• GOAL 1: Please reproduce word for word everything in the decision trees passage from "Table of Contents" down to "Trees in a previous post.".

• SOURCE PASSAGE:
┄┄┄┄┄┄

Decision Trees are highly versatile, and form the basis of many powerful ensemble algorithms. However, they do posses many weaknesses as well. In this post, we will cover 8 key advantages and disadvantages of Decision Trees. Anyone wishing to make use of these models should be aware of these points.
Table of Contents
8 Advantages of Decision Trees
1. Relatively Easy to Interpret
Trained Decision Trees are generally quite intuitive to understand, and easy to interpret. Unlike most other machine learning algorithms, their entire structure can be easily visualised in a simple flow chart. I covered the topic of interpreting Decision Trees in a previous post.
2. Robust to Outliers
A well-regularised Decision Tree will be robust to the presence of outliers in the data. This feature stems from the fact that predictions are generated from an aggregation function (e.g. mean or mode) over a subsample of the training data. Outliers can start to have a bigger impact if the tree has overfitted. This topic was covered in a previous post.
3. Can Deal with Missing Values
The CART algorithm naturally permits the handling of missing values in the data. This enables us to implement a Decision Tree that does not require any additional preprocessing to treat for missing values. Most other machine learning algorithms do not have this capability. We implemented a Decision Tree that can handle missing values in a previous post.

┄┄┄┄┄┄

• DATASET EXCERPTS:
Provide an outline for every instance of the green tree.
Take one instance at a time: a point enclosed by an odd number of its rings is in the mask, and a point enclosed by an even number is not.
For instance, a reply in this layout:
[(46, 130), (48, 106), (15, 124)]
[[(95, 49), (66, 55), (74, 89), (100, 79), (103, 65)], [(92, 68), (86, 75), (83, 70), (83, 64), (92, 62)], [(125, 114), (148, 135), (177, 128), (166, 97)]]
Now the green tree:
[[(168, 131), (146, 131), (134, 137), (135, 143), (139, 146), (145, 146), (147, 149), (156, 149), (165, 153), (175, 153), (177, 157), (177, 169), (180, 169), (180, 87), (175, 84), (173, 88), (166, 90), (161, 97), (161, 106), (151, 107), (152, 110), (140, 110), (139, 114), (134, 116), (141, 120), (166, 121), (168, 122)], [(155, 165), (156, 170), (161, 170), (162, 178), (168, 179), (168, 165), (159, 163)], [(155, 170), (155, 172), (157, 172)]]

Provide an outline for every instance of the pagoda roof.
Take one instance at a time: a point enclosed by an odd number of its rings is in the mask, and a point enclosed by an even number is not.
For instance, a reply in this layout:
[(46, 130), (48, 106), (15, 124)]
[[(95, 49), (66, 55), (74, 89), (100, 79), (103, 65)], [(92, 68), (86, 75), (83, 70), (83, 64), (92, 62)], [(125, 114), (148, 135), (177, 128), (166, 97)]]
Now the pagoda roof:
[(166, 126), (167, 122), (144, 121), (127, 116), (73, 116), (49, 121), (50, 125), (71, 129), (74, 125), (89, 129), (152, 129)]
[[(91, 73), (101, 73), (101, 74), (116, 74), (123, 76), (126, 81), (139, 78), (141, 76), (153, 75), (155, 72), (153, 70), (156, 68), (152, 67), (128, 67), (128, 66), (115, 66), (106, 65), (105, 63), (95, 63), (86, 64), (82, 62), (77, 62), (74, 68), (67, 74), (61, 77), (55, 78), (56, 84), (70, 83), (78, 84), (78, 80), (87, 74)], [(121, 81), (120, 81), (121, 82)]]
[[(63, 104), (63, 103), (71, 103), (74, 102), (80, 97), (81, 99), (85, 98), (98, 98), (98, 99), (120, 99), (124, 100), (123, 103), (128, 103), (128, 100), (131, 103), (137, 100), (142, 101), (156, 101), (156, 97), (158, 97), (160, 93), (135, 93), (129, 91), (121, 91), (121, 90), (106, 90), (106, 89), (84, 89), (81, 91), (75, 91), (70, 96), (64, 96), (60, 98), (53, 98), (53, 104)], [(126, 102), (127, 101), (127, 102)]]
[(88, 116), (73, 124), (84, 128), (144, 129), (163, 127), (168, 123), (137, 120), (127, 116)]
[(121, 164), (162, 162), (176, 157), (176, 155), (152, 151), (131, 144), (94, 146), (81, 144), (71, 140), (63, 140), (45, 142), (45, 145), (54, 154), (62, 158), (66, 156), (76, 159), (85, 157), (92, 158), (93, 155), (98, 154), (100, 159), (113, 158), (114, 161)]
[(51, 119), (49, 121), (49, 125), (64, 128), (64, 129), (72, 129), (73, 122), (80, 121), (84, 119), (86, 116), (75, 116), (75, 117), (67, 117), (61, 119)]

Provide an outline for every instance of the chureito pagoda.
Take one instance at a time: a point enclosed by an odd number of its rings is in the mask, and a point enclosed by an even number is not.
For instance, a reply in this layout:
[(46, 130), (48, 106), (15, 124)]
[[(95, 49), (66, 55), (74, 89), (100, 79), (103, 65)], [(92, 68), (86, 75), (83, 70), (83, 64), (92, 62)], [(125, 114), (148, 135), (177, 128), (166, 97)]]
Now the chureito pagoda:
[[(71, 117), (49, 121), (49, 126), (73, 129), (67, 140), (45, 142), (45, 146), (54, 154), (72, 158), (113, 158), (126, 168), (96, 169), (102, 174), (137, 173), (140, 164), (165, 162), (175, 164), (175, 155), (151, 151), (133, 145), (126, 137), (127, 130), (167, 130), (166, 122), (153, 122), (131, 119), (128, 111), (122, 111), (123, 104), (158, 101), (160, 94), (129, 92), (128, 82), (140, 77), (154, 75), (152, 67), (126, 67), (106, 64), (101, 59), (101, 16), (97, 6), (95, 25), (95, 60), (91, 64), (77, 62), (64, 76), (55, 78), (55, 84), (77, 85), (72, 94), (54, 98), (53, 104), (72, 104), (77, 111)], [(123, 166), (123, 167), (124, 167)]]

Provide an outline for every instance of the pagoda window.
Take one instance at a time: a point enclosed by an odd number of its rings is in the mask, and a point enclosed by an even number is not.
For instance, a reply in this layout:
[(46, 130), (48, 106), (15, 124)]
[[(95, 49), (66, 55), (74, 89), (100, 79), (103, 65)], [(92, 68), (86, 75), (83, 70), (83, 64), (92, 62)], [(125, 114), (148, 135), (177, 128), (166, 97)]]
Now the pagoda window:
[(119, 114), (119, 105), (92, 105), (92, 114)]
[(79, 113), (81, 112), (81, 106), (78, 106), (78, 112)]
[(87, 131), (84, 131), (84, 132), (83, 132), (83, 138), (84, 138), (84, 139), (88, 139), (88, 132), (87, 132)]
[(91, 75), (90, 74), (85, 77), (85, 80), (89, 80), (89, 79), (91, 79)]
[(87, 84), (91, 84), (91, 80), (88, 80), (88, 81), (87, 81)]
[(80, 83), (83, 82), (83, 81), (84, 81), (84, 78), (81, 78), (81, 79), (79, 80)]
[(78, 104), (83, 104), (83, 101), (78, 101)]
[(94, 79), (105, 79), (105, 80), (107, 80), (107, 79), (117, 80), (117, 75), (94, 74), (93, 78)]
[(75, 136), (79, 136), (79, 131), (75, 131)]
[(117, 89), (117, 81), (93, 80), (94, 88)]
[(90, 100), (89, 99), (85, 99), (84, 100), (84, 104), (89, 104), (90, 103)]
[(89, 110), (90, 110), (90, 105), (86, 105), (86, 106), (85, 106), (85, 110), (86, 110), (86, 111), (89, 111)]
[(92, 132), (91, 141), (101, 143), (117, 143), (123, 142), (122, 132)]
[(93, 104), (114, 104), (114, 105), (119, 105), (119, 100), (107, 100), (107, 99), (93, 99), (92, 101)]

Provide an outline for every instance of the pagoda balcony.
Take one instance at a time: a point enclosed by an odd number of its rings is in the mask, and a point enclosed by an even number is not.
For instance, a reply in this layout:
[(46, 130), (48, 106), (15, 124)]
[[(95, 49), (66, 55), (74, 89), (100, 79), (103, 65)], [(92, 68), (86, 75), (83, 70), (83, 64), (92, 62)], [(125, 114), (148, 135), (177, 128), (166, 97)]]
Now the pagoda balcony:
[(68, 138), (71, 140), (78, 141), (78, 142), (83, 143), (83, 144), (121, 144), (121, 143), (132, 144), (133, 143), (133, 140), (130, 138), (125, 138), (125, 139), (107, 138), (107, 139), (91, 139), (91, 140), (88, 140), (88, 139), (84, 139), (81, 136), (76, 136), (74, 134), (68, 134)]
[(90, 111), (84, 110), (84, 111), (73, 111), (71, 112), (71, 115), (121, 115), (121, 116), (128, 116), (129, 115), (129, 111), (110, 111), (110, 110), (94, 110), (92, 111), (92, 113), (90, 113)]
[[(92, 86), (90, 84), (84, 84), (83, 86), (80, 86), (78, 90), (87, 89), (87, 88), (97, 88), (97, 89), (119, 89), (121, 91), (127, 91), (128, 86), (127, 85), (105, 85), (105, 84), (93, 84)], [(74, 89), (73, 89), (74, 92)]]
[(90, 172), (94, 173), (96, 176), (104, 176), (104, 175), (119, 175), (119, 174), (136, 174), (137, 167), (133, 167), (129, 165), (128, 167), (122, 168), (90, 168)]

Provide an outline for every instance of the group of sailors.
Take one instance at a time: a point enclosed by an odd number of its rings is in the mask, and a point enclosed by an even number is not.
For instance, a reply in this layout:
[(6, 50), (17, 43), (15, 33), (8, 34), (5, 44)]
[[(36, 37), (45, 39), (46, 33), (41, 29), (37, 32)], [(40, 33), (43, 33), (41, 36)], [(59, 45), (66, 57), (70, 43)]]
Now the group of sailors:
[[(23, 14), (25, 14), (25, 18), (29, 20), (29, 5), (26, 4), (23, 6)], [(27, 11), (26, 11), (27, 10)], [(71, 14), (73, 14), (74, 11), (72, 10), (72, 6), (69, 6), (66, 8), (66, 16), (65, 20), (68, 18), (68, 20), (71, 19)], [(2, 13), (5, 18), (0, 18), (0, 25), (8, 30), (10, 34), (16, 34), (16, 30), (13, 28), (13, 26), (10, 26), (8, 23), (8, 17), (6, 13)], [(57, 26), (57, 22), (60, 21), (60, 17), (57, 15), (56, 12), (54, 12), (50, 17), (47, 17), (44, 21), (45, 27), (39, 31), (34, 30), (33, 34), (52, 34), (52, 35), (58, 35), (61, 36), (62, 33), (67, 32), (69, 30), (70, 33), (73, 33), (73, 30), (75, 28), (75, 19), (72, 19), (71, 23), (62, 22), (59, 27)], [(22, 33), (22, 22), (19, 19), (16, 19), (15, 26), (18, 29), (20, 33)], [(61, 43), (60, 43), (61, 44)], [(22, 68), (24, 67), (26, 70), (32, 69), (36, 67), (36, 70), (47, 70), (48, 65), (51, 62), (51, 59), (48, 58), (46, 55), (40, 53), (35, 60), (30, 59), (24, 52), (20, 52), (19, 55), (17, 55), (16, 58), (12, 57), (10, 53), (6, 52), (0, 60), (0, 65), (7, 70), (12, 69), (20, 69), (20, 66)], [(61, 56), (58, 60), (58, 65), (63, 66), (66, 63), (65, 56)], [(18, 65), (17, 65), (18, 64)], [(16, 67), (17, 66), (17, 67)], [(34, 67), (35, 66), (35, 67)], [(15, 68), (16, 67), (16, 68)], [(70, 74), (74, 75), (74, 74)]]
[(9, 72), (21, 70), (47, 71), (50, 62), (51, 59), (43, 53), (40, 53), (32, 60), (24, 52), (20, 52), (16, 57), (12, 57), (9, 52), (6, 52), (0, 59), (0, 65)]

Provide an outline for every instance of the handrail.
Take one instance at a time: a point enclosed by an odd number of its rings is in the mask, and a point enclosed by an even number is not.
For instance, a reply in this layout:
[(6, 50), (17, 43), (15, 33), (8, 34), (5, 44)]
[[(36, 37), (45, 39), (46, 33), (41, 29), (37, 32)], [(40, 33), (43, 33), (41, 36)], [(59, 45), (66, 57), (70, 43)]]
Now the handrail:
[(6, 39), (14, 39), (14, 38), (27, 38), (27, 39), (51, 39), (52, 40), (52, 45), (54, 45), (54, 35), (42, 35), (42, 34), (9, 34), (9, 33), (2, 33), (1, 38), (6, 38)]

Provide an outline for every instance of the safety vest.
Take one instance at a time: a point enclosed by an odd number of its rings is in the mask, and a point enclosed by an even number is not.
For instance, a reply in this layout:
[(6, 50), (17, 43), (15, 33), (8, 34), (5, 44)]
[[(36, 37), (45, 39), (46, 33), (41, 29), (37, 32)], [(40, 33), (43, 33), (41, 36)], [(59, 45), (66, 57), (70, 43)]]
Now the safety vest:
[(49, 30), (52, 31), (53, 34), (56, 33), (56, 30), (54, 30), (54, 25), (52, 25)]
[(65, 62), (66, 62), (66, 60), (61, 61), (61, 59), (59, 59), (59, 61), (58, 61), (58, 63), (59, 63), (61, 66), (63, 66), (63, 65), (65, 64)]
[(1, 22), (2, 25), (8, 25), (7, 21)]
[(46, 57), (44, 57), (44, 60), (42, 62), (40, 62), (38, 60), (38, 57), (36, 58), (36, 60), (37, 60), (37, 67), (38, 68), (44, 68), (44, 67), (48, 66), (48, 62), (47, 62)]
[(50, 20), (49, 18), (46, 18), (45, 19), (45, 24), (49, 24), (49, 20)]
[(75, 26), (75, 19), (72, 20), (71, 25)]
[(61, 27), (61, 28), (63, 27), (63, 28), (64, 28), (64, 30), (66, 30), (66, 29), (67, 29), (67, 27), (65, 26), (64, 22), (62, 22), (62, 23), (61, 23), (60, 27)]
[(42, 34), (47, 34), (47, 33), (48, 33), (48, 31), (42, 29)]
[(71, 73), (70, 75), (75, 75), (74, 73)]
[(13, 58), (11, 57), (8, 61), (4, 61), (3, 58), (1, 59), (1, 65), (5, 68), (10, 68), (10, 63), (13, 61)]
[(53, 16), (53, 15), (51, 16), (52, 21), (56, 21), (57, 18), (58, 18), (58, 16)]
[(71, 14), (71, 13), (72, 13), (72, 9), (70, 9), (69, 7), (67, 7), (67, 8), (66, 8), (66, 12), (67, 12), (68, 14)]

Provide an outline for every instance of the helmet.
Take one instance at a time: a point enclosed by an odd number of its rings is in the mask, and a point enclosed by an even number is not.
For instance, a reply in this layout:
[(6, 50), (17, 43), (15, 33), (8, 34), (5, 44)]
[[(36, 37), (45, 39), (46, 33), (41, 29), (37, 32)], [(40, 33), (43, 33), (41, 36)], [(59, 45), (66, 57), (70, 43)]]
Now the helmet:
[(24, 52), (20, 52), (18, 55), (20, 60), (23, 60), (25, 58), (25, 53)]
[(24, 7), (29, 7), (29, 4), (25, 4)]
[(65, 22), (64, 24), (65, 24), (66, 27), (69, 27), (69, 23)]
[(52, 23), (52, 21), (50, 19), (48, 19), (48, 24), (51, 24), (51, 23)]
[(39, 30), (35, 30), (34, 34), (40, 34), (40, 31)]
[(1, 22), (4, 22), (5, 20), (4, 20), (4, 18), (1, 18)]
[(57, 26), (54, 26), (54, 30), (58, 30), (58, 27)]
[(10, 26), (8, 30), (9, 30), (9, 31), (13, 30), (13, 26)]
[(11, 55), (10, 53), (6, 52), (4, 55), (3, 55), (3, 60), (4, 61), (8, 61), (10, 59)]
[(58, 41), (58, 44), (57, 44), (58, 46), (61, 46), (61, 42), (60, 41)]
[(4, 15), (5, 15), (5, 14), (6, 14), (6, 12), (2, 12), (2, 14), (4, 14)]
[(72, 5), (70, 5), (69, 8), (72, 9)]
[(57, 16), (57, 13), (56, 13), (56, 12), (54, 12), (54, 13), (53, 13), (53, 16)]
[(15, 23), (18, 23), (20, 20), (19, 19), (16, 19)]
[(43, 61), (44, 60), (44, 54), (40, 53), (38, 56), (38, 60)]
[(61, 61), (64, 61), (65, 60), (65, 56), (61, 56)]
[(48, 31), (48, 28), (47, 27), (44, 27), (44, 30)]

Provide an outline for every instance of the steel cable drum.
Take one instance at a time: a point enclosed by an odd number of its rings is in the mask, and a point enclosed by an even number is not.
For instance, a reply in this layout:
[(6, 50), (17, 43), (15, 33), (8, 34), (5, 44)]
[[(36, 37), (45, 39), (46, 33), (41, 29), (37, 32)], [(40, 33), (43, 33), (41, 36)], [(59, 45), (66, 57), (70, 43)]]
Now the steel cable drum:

┄┄┄┄┄┄

• GOAL 2: Transcribe the records exactly, everything from their first line down to and including the line that contains "172), (157, 172)]]".

• TASK RESPONSE 1:
Table of Contents
8 Advantages of Decision Trees
1. Relatively Easy to Interpret
Trained Decision Trees are generally quite intuitive to understand, and easy to interpret. Unlike most other machine learning algorithms, their entire structure can be easily visualised in a simple flow chart. I covered the topic of interpreting Decision Trees in a previous post.

• TASK RESPONSE 2:
Provide an outline for every instance of the green tree.
Take one instance at a time: a point enclosed by an odd number of its rings is in the mask, and a point enclosed by an even number is not.
For instance, a reply in this layout:
[(46, 130), (48, 106), (15, 124)]
[[(95, 49), (66, 55), (74, 89), (100, 79), (103, 65)], [(92, 68), (86, 75), (83, 70), (83, 64), (92, 62)], [(125, 114), (148, 135), (177, 128), (166, 97)]]
Now the green tree:
[[(168, 131), (146, 131), (134, 137), (135, 143), (139, 146), (145, 146), (147, 149), (156, 149), (165, 153), (175, 153), (177, 157), (177, 169), (180, 169), (180, 87), (175, 84), (173, 88), (166, 90), (161, 97), (161, 106), (151, 107), (152, 110), (140, 110), (139, 114), (134, 116), (141, 120), (166, 121), (168, 122)], [(155, 165), (156, 170), (161, 170), (162, 178), (168, 179), (168, 165), (159, 163)], [(155, 170), (155, 172), (157, 172)]]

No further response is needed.